TASK OBJECTIVE ▸ For this exercise, reproduce the entries below exactly, but only from the line containing "Query: man's forearm tattoo" through the line containing "The function MUST return, for every instance of the man, a", both included.

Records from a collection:
*** Begin section ***
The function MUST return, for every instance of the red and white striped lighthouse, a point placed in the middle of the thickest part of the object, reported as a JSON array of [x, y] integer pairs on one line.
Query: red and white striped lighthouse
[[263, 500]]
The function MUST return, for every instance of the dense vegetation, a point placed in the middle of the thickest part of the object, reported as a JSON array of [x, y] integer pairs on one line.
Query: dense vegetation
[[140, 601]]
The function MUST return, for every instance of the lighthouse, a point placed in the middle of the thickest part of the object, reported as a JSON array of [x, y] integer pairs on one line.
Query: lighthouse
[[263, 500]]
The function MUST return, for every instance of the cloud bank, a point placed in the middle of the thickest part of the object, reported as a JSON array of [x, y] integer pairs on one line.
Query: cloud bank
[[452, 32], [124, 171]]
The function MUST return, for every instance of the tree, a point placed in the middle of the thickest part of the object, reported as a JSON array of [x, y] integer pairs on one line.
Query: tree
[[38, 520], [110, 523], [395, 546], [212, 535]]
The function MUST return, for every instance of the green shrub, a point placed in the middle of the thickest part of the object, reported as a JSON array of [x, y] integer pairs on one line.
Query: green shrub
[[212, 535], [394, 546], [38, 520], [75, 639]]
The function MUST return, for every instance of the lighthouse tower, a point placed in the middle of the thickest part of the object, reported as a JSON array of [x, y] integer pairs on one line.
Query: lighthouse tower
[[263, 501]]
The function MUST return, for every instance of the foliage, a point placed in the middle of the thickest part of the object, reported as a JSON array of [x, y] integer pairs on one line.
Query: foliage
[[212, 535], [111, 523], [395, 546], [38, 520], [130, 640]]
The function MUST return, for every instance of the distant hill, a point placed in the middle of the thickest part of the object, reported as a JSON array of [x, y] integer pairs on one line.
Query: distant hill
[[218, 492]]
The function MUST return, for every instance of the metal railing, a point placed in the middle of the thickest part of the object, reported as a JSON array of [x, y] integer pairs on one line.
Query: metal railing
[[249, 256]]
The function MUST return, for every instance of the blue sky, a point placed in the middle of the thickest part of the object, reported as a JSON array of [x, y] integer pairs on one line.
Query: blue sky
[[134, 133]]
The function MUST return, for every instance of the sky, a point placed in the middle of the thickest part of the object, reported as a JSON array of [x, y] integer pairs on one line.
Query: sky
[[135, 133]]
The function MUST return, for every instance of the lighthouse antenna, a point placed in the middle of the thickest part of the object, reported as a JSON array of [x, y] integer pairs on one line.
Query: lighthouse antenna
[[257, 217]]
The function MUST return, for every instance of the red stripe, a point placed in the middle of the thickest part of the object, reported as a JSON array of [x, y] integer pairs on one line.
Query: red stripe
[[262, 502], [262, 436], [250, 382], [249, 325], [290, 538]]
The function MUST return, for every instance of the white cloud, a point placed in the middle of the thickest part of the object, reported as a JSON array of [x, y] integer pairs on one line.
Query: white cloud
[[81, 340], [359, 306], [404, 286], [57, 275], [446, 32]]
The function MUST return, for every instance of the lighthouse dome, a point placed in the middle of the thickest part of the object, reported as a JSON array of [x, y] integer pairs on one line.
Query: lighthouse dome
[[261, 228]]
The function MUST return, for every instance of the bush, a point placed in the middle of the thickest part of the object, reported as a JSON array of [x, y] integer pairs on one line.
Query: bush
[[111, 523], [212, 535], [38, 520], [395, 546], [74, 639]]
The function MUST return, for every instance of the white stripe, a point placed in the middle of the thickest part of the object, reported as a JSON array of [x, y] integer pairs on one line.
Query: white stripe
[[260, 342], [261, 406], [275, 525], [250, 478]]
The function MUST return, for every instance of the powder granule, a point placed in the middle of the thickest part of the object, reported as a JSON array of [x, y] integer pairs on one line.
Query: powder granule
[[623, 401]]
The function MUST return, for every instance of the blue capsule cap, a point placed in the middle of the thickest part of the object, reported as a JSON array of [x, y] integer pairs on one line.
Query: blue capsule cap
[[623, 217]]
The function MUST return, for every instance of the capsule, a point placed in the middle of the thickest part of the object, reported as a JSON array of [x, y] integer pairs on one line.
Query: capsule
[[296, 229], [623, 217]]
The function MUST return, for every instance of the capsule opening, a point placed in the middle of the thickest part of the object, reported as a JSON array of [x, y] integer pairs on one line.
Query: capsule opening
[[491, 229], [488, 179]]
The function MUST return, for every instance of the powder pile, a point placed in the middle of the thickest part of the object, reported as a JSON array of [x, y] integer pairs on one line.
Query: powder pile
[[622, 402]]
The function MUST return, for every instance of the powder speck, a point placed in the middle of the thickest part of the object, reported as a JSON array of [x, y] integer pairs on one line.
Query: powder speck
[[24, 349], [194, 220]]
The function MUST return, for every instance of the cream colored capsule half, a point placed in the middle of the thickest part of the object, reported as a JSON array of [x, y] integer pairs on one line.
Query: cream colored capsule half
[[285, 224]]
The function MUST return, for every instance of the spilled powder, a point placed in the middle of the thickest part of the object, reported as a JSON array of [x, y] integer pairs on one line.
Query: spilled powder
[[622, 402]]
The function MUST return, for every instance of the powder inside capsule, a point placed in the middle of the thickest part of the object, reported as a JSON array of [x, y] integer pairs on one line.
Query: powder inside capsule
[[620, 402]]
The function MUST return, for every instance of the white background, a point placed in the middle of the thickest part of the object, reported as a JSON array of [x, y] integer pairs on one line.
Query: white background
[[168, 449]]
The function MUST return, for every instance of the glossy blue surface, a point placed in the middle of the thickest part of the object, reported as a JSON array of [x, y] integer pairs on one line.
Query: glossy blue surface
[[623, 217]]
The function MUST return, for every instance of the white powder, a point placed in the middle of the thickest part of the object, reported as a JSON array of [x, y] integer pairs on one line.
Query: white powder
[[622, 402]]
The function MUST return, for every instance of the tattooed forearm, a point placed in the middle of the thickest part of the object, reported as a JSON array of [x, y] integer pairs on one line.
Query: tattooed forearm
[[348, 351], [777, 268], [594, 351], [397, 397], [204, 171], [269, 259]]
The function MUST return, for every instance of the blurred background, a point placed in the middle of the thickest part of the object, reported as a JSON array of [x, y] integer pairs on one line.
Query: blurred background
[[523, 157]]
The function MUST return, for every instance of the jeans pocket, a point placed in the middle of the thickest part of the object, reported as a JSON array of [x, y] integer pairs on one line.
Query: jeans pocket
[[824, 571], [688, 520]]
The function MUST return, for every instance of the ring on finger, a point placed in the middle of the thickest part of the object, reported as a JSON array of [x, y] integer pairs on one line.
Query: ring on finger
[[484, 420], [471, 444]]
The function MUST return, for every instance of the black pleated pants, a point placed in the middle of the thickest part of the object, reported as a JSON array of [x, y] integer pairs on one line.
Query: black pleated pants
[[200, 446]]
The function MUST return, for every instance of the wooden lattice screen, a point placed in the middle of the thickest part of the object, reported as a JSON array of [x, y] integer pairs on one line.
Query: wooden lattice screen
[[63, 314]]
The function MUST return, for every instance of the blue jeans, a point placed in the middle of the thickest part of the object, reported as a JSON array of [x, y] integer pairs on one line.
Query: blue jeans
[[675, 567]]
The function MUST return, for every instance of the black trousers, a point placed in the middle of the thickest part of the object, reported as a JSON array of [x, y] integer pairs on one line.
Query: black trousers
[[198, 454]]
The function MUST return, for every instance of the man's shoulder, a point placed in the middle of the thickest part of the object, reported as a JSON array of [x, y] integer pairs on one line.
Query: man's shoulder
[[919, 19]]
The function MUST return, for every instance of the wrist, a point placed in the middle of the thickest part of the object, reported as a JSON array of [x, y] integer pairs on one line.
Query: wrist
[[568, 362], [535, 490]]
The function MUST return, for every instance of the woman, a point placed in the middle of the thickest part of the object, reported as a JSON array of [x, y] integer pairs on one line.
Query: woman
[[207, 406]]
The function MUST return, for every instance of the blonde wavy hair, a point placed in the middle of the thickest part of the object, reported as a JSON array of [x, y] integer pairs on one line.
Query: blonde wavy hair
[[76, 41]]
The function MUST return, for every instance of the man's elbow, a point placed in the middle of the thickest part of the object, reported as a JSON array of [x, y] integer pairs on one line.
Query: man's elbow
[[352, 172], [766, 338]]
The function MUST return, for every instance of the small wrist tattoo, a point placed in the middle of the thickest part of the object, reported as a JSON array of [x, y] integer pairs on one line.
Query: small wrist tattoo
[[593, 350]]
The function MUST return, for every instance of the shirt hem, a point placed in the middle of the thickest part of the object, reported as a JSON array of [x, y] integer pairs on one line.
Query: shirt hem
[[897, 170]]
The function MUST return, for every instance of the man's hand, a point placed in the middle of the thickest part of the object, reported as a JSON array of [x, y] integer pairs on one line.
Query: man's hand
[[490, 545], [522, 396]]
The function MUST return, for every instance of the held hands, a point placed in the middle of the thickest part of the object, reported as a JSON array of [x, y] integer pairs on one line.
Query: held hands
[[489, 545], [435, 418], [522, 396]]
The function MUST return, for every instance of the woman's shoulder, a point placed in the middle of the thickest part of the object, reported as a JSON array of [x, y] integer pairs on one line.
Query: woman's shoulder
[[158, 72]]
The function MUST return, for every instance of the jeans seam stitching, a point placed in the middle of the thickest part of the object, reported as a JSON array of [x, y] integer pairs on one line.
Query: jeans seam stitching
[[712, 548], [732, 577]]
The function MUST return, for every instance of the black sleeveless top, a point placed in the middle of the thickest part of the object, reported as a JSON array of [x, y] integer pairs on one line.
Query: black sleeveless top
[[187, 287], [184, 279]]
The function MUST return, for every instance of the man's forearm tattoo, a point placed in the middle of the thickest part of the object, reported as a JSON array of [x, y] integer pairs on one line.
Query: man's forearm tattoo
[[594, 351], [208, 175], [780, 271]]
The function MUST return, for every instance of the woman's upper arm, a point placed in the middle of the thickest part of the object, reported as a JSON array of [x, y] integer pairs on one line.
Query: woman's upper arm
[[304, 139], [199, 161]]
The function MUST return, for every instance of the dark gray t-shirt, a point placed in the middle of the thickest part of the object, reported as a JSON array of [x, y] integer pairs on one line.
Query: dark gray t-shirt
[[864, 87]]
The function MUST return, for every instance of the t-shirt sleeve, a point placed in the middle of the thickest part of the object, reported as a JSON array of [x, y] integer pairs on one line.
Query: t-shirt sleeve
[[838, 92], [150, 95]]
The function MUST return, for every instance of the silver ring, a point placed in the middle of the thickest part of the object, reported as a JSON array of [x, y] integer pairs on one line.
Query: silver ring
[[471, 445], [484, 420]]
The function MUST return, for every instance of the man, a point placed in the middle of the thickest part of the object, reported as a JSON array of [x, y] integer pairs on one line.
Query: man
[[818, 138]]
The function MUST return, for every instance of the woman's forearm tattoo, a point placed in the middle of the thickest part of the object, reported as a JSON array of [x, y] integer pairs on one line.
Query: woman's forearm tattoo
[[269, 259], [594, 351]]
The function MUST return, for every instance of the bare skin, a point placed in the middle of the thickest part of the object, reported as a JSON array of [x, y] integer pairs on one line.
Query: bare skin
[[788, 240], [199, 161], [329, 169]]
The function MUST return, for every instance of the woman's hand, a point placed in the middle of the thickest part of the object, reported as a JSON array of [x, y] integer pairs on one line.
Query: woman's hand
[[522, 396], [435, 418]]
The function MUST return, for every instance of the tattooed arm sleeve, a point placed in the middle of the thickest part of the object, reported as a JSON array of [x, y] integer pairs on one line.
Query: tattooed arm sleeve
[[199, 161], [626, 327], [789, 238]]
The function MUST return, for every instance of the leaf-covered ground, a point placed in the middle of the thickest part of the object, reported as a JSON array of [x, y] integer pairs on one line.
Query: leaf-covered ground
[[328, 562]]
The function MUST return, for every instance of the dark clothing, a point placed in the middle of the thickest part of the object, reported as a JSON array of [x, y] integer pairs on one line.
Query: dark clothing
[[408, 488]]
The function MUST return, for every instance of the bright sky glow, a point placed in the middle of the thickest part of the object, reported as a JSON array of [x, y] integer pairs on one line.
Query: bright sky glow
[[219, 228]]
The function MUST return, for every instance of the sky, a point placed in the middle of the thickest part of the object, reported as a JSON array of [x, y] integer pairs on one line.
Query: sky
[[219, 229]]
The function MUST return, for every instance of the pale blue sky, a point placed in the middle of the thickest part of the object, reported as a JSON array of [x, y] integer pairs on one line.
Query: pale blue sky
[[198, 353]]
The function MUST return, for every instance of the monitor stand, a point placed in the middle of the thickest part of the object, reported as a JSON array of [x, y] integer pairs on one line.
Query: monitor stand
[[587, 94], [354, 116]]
*** End section ***
WRITTEN ANSWER ▸
Query: man's forearm tattoo
[[594, 351], [208, 175], [780, 271]]
The function MUST return, for every instance of the woman's upper arm, a point placed in the middle of the thickest part of the object, reported as a JSON array of [x, y] integer pairs on one line.
Query: woman's upper arm
[[304, 139], [199, 161]]
The function MUST return, for every instance of the dark gray t-shirt, a point placed in the middle of the thickest part of the object, reported as a JSON array of [x, y] integer pairs on one line.
Query: dark gray t-shirt
[[864, 87]]
The function MUST return, for every instance of the t-shirt sleeve, a point placed in the middle of the thickest part of the object, reported as a JSON array of [x, y] integer pairs on one line.
Query: t-shirt sleeve
[[838, 92], [150, 95]]
The function MUST return, for every instance of the silver ring, a point placed in the middle of the thickest part of the object, reported as a JSON array of [x, y] integer pairs on one line.
Query: silver ring
[[471, 445], [484, 420]]
The function MUST return, for every instance of the man, a point placed in the middle of the thickest part of the object, reported as a JSON array of [x, y] integer pairs on one line.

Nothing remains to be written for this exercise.